» **WHAT THE EXERCISE ASKS**: Reproduce each line of the material precisely.

» **RECORDS TO USE**:
>>
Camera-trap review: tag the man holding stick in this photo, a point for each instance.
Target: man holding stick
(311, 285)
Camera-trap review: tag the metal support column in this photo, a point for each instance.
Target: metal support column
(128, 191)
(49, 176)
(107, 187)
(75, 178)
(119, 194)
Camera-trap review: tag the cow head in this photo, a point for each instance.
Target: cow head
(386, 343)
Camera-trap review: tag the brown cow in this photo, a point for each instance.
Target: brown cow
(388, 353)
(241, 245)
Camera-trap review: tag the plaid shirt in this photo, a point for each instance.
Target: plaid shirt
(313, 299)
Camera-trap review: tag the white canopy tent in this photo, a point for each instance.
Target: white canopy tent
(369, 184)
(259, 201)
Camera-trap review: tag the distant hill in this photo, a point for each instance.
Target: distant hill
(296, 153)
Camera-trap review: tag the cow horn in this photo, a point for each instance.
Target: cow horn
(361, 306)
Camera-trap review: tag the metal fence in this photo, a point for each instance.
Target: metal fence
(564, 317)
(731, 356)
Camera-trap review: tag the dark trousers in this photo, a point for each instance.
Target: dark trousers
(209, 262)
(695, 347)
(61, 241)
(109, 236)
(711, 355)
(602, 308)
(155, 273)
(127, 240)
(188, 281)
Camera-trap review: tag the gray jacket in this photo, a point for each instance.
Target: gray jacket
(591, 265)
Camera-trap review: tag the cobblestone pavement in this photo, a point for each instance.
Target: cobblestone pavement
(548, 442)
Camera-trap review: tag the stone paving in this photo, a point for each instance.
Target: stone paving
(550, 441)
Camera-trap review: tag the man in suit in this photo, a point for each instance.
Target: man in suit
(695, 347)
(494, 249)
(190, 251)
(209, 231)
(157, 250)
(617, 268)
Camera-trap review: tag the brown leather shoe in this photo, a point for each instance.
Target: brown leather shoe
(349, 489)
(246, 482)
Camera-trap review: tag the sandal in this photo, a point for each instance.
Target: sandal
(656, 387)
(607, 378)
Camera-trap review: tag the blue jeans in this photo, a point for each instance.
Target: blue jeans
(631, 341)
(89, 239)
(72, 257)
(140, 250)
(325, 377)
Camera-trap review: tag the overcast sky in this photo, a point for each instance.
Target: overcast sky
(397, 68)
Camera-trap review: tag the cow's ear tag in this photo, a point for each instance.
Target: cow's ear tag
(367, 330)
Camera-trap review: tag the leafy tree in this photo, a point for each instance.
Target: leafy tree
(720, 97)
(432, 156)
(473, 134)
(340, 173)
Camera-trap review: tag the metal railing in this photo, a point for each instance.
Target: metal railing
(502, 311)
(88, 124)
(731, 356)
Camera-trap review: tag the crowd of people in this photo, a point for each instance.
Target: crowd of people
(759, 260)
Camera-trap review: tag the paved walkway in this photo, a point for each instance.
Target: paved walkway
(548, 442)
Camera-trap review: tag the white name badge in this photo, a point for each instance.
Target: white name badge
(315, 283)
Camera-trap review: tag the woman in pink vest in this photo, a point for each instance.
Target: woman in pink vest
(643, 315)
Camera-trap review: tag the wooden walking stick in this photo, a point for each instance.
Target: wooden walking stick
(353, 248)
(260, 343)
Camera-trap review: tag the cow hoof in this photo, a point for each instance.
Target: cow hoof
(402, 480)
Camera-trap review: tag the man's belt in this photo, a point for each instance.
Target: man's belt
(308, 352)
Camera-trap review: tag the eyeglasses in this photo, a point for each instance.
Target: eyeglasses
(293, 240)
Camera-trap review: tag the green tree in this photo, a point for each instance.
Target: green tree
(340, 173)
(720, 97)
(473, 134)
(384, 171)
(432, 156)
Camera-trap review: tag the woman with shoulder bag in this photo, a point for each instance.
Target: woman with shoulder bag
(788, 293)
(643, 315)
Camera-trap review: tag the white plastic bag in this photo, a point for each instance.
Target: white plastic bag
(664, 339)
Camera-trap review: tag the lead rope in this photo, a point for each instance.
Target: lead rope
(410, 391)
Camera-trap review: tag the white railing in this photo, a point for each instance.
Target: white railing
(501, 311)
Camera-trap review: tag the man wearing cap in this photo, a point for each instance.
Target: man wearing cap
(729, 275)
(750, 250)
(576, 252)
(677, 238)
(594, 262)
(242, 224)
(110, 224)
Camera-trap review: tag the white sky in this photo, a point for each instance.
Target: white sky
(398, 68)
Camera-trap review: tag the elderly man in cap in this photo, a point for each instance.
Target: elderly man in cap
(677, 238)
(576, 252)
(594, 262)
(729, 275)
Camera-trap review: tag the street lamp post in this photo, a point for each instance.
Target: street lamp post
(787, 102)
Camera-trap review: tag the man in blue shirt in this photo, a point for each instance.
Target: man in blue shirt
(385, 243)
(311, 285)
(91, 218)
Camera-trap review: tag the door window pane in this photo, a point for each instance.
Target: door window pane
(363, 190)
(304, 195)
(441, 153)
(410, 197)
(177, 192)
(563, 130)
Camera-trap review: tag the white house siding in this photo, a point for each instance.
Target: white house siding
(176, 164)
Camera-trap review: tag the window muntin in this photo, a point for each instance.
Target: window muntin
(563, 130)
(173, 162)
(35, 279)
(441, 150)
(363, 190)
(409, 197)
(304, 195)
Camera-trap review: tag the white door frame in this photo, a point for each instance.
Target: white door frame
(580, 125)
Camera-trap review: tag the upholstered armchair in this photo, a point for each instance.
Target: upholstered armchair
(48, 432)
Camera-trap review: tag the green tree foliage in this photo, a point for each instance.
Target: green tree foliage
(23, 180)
<<
» **RESULT BELOW**:
Camera-trap review: tag the man holding stick in this photo, a point for each instance.
Target: man holding stick
(311, 285)
Camera-trap review: tag the metal support column in this photo, a point for each instance.
Target: metal support column
(128, 191)
(49, 176)
(107, 187)
(75, 178)
(119, 194)
Camera-trap review: tag the cow head in this photo, a point for each instance.
Target: cow head
(386, 343)
Camera-trap review: tag the brown cow in this photo, a point for each instance.
Target: brown cow
(388, 353)
(241, 245)
Camera-trap review: tag the plaid shirt in this photo, a point for each instance.
Target: plaid shirt
(313, 299)
Camera-trap review: tag the white canopy tent in this photo, a point for each instance.
Target: white canopy tent
(369, 184)
(259, 201)
Camera-trap review: tag the distant hill in this photo, a point for each instance.
Target: distant hill
(296, 153)
Camera-trap review: tag the cow horn in this photo, a point for each instance.
Target: cow horn
(361, 306)
Camera-trap review: tag the metal fence in this photo, a point for each instance.
Target: metal fence
(564, 317)
(731, 356)
Camera-trap review: tag the dark trousers in this photo, a point for each instance.
Target: dark trousers
(209, 262)
(695, 347)
(61, 241)
(109, 236)
(711, 355)
(602, 308)
(155, 273)
(127, 240)
(188, 281)
Camera-trap review: tag the gray jacket in this photo, a point for each instance.
Target: gray jacket
(591, 265)
Camera-trap review: tag the cobblestone pavement in this photo, a point for each instance.
Target: cobblestone pavement
(548, 442)
Camera-trap review: tag the stone paving in this photo, a point for each instance.
Target: stone paving
(550, 441)
Camera-trap review: tag the man in suit in this photo, a point for each instance.
Target: man in suit
(695, 347)
(494, 249)
(190, 251)
(209, 231)
(157, 250)
(617, 268)
Camera-trap review: tag the brown leather shoe in this photo, a point for each instance.
Target: brown leather shoe
(349, 489)
(246, 482)
Camera-trap review: tag the sandal in this photo, a point for each instance.
Target: sandal
(656, 387)
(607, 378)
Camera-trap review: tag the blue jeans in this photo, a point for each instance.
Target: blue jeans
(631, 341)
(89, 239)
(72, 257)
(140, 250)
(325, 377)
Camera-trap review: tag the overcast sky in this photo, a point for each instance.
Target: overcast sky
(397, 68)
Camera-trap review: tag the cow's ear tag in this photo, a point for each instance.
Target: cow's ear tag
(367, 330)
Camera-trap review: tag the leafy tree in this photo, a point for each instance.
Target: leafy tree
(720, 97)
(432, 156)
(473, 134)
(340, 173)
Camera-trap review: tag the metal railing in this photo, a point for each instance.
Target: metal railing
(502, 311)
(88, 124)
(731, 356)
Camera-trap review: tag the crowd of people in this photo, a point for each instance.
Target: crowd of people
(759, 260)
Camera-trap review: tag the paved walkway in this photo, a point for each instance.
Target: paved walkway
(548, 442)
Camera-trap review: tag the white name badge in this photo, a point for each instance.
Target: white name badge
(315, 283)
Camera-trap review: tag the woman in pink vest in this photo, a point for each instance.
Target: woman in pink vest
(643, 315)
Camera-trap review: tag the wooden walking stick in this photo, a point for each instance.
Target: wooden walking stick
(353, 248)
(260, 343)
Camera-trap review: tag the cow hoof in this photo, a point for each instance.
Target: cow hoof
(402, 480)
Camera-trap review: tag the man's belt in this photo, a point for each instance.
Target: man's belt
(308, 352)
Camera-trap review: tag the eyeglasses in this photo, a point for each instance.
Target: eyeglasses
(293, 240)
Camera-trap review: tag the green tree in this photo, a point for each instance.
Target: green tree
(340, 173)
(720, 97)
(473, 134)
(384, 171)
(432, 156)
Camera-trap review: tag the woman with shoulder bag in this photo, a point for each instance.
Target: woman with shoulder bag
(788, 293)
(643, 315)
Camera-trap review: tag the white plastic bag in this photo, a point for each instance.
Target: white plastic bag
(664, 339)
Camera-trap review: tag the lead rope in this photo, a point for each instance.
Target: lead rope
(410, 391)
Camera-trap review: tag the white railing in this photo, a point for each instance.
Target: white railing
(501, 311)
Camera-trap review: tag the man wearing cap in this photo, a point for each instance.
Target: man wearing cap
(729, 275)
(750, 250)
(576, 252)
(677, 238)
(594, 262)
(242, 224)
(110, 224)
Camera-trap review: tag the white sky in this photo, a point for each instance.
Target: white sky
(398, 68)
Camera-trap review: tag the elderly man in cap in this photo, a point for each instance.
Target: elderly man in cap
(677, 238)
(576, 252)
(594, 262)
(729, 275)
Camera-trap review: tag the street lamp post in this photo, a point for each instance.
Target: street lamp post
(787, 102)
Camera-trap review: tag the man in blue shirt in this photo, a point for each instance.
Target: man in blue shirt
(385, 243)
(311, 285)
(91, 218)
Camera-trap review: tag the door window pane in this photo, a point for each instance.
Target: door window pane
(363, 190)
(304, 195)
(441, 153)
(410, 197)
(177, 192)
(563, 130)
Camera-trap review: tag the white house siding in this photo, a point for each instance.
Target: white house siding
(176, 164)
Camera-trap review: tag the window muntin in this photo, a point for each instance.
Target: window muntin
(563, 130)
(173, 162)
(35, 279)
(441, 150)
(363, 190)
(409, 197)
(304, 195)
Camera-trap review: tag the white door frame in this photo, a point for each instance.
Target: white door frame
(580, 125)
Camera-trap review: tag the upholstered armchair in this photo, a point for each instance.
Target: upholstered armchair
(48, 432)
Camera-trap review: tag the green tree foliage in this photo, a point for each instance.
Target: green tree foliage
(23, 180)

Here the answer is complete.